Items from a dataset
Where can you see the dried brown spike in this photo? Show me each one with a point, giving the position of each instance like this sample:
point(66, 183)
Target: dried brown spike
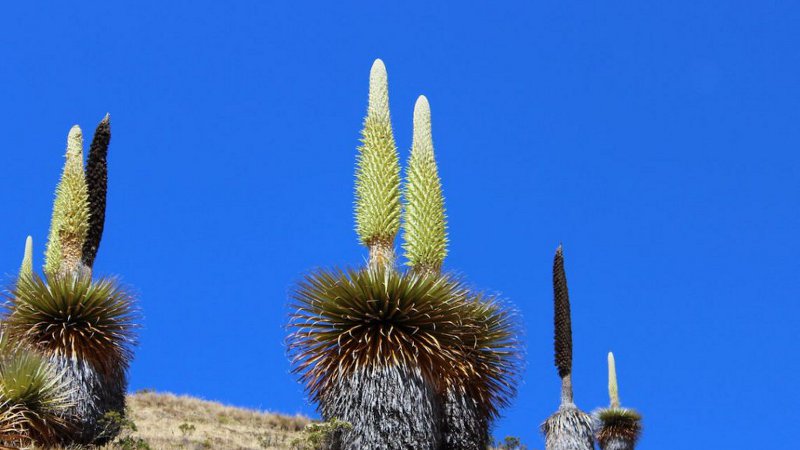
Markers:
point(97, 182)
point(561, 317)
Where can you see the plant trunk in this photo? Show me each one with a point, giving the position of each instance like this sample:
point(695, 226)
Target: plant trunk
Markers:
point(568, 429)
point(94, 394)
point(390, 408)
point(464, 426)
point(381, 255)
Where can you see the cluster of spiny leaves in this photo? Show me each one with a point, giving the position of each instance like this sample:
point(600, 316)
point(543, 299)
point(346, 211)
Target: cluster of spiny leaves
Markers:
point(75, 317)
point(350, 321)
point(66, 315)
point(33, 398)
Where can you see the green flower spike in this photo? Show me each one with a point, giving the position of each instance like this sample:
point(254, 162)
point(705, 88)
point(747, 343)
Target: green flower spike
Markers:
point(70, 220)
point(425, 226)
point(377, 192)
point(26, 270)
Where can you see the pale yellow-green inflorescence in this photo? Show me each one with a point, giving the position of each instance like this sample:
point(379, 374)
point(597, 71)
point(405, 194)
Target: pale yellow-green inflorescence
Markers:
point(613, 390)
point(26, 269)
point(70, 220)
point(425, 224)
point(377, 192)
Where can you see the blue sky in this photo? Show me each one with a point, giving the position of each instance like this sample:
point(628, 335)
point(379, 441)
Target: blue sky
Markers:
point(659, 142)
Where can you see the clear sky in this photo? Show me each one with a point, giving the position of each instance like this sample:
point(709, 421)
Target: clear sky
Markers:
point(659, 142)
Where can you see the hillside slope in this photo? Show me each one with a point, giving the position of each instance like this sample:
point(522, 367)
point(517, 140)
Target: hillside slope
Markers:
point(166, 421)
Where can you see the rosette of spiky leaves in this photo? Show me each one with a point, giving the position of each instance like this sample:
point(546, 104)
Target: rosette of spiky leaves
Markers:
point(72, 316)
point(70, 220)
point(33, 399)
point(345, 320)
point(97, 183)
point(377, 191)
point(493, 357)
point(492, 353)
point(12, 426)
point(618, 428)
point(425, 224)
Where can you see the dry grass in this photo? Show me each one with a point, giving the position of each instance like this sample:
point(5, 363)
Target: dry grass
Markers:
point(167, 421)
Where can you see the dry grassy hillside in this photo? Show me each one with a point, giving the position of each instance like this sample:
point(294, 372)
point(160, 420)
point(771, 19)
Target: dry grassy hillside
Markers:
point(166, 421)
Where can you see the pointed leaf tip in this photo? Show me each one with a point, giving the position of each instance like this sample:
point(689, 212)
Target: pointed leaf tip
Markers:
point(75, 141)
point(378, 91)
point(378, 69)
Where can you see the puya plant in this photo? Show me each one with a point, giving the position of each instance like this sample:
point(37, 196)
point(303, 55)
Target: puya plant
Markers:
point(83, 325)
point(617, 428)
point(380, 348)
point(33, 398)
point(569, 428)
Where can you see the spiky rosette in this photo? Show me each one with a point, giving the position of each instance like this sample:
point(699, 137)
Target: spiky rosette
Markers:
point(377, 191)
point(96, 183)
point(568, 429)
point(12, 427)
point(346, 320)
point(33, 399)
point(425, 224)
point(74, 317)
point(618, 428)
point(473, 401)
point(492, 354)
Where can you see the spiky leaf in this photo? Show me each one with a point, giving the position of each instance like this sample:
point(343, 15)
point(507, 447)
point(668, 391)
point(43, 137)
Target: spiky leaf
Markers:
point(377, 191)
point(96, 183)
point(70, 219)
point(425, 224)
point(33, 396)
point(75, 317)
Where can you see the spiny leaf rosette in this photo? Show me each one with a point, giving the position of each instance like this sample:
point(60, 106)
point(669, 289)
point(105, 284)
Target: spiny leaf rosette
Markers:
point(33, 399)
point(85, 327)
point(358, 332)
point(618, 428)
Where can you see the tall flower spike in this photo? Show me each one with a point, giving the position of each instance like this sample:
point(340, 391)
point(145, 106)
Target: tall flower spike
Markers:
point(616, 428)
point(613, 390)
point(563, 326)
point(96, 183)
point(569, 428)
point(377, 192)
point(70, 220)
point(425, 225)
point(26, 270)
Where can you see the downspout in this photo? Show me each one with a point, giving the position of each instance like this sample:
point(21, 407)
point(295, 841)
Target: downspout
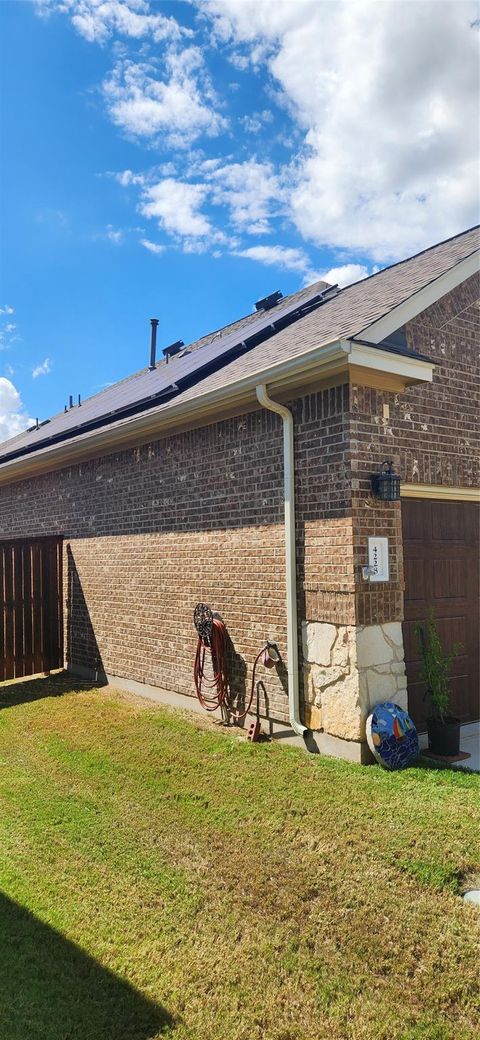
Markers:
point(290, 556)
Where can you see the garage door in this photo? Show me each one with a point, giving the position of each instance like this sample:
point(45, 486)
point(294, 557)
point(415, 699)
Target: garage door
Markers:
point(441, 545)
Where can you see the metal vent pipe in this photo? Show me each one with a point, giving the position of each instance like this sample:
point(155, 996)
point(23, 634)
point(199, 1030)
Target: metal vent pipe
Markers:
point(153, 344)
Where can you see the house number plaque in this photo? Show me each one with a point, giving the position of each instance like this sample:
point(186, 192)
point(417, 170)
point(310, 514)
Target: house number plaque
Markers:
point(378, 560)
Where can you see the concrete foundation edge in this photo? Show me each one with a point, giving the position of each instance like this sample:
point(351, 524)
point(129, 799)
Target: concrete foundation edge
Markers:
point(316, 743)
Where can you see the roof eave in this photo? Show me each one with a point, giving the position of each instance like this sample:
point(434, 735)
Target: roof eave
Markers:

*Task goal*: Write out the records above as a JSON list of strings, one string per line and no blank lines, and leave the pictures out.

*Reply to the task*:
[
  "Where can you see the dried brown spike in this photo? Show me each one with a point, giving the position of each instance like this sample:",
  "point(66, 183)",
  "Target: dried brown spike",
  "Markers:",
  "point(97, 182)",
  "point(561, 317)",
  "Where can you see the plant trunk in this photo? Show me each one with a point, giving the position of each instance like this sample:",
  "point(695, 226)",
  "Target: plant trunk",
  "Markers:",
  "point(568, 429)",
  "point(94, 394)",
  "point(390, 408)",
  "point(464, 426)",
  "point(381, 255)",
  "Where can you see the cluster of spiny leaves in this photo? Show me each one with a point, giving the position of each instance like this sample:",
  "point(600, 316)",
  "point(543, 299)",
  "point(346, 211)",
  "Target: cluster of spiny leaves",
  "Markers:",
  "point(75, 317)",
  "point(350, 321)",
  "point(66, 315)",
  "point(33, 398)",
  "Where can you see the green flower spike in this photo? Show me each one with a point, giving the position of each instance like this sample:",
  "point(254, 162)",
  "point(705, 88)",
  "point(747, 343)",
  "Target: green flower spike",
  "Markers:",
  "point(70, 220)",
  "point(425, 226)",
  "point(377, 192)",
  "point(26, 270)",
  "Where can you see the pale yellow-green inflorescence in this photo? Show me each one with a point, giving the position of each instance like this sample:",
  "point(379, 374)",
  "point(597, 71)",
  "point(405, 194)",
  "Target: pale yellow-green inflorescence",
  "Markers:",
  "point(613, 390)",
  "point(26, 269)",
  "point(70, 220)",
  "point(425, 224)",
  "point(377, 192)",
  "Where can you see the blue sky in this photo? Show me each one with a point, giving the position of each instance like this sample:",
  "point(628, 335)",
  "point(379, 441)",
  "Target: blue sky",
  "Markers:",
  "point(659, 142)",
  "Where can you see the clear sky in this photo? Show me each one with a point, giving the position of each instance like this sample:",
  "point(709, 421)",
  "Target: clear sky",
  "Markers:",
  "point(659, 142)",
  "Where can you see the hillside slope in this photo? Show me each one with a point, giving the position of each instance like this sample:",
  "point(522, 367)",
  "point(517, 140)",
  "Target: hillside slope",
  "Markers:",
  "point(166, 421)",
  "Where can you see the rosette of spiky leaves in this photo? Show me each one with a point, giving the position of each instance like this sample:",
  "point(546, 104)",
  "Target: rosette of spiky leaves",
  "Markers:",
  "point(72, 316)",
  "point(70, 220)",
  "point(33, 399)",
  "point(345, 320)",
  "point(97, 183)",
  "point(377, 191)",
  "point(493, 357)",
  "point(492, 353)",
  "point(12, 426)",
  "point(618, 428)",
  "point(425, 224)",
  "Where can you see the dry grass in this photo? Show me each one with a point, giving the position of each instance like this sample:",
  "point(5, 363)",
  "Target: dry grass",
  "Markers:",
  "point(167, 421)",
  "Where can you see the dry grassy hillside in this photo? Show me each one with a point, giving the position of each instance like this sample:",
  "point(294, 372)",
  "point(160, 420)",
  "point(771, 19)",
  "Target: dry grassy hillside",
  "Markers:",
  "point(166, 421)",
  "Where can you see the pointed leaf tip in this photo? Show me each one with a point, giving the position of each instance like this sample:",
  "point(689, 212)",
  "Target: pointed leaf tip",
  "Markers:",
  "point(75, 141)",
  "point(378, 91)",
  "point(378, 69)",
  "Where can you see the puya plant in this photo? Show me each one with a point, giving the position of each instance like this sample:",
  "point(37, 196)",
  "point(303, 55)",
  "Target: puya plant",
  "Markers:",
  "point(83, 325)",
  "point(617, 428)",
  "point(380, 348)",
  "point(33, 398)",
  "point(569, 428)",
  "Where can you see the spiky rosette in this photo? Show me each one with a point, giving the position of each instance like this sample:",
  "point(699, 137)",
  "Target: spiky rosette",
  "Markers:",
  "point(377, 191)",
  "point(96, 183)",
  "point(568, 429)",
  "point(12, 427)",
  "point(346, 320)",
  "point(33, 399)",
  "point(425, 224)",
  "point(74, 317)",
  "point(618, 428)",
  "point(473, 401)",
  "point(492, 354)",
  "Where can you see the spiky leaf in this photo? Show me each one with a point, giving the position of each instance like this sample:",
  "point(343, 15)",
  "point(507, 447)",
  "point(668, 391)",
  "point(43, 137)",
  "Target: spiky leaf",
  "Markers:",
  "point(377, 191)",
  "point(96, 183)",
  "point(70, 219)",
  "point(425, 224)",
  "point(33, 396)",
  "point(75, 317)",
  "Where can you see the spiny leaf rosette in this photo? Show me each one with a point, giving the position of each instance like this sample:",
  "point(60, 106)",
  "point(669, 289)",
  "point(105, 284)",
  "Target: spiny leaf rosette",
  "Markers:",
  "point(33, 399)",
  "point(85, 327)",
  "point(358, 332)",
  "point(618, 428)",
  "Where can you see the tall flower spike in this photo? Show me each one with a point, giving the position of each instance like this sample:",
  "point(340, 391)",
  "point(145, 106)",
  "Target: tall flower spike",
  "Markers:",
  "point(616, 428)",
  "point(613, 390)",
  "point(563, 326)",
  "point(96, 183)",
  "point(569, 428)",
  "point(377, 192)",
  "point(70, 220)",
  "point(425, 225)",
  "point(26, 270)",
  "Where can you see the downspout in this photo? Show me each one with a point, giving the position of each instance like this sample:",
  "point(21, 407)",
  "point(295, 841)",
  "Target: downspout",
  "Markers:",
  "point(290, 556)",
  "Where can you see the garage door in this photo? Show me each one with a point, giving the position of each instance like this sample:",
  "point(45, 486)",
  "point(294, 557)",
  "point(415, 699)",
  "Target: garage door",
  "Markers:",
  "point(441, 545)",
  "Where can you see the metal vent pipe in this photo? Show me each one with a point, giving the position of each instance like this sample:",
  "point(155, 996)",
  "point(23, 634)",
  "point(199, 1030)",
  "Target: metal vent pipe",
  "Markers:",
  "point(153, 344)",
  "Where can you see the house number plaque in this photo? Show me each one with a point, giving the position of each instance like this sample:",
  "point(186, 192)",
  "point(417, 170)",
  "point(310, 514)",
  "Target: house number plaque",
  "Markers:",
  "point(378, 560)",
  "Where can you see the concrete foundation edge in this photo? Show me each one with a point, giving the position of each instance like this sample:",
  "point(351, 524)",
  "point(129, 799)",
  "Target: concrete foundation edge",
  "Markers:",
  "point(316, 743)",
  "Where can you see the roof eave in this photo? Show me each one with a point, giving the position of each instance like this sample:",
  "point(434, 735)",
  "Target: roof eave",
  "Markers:"
]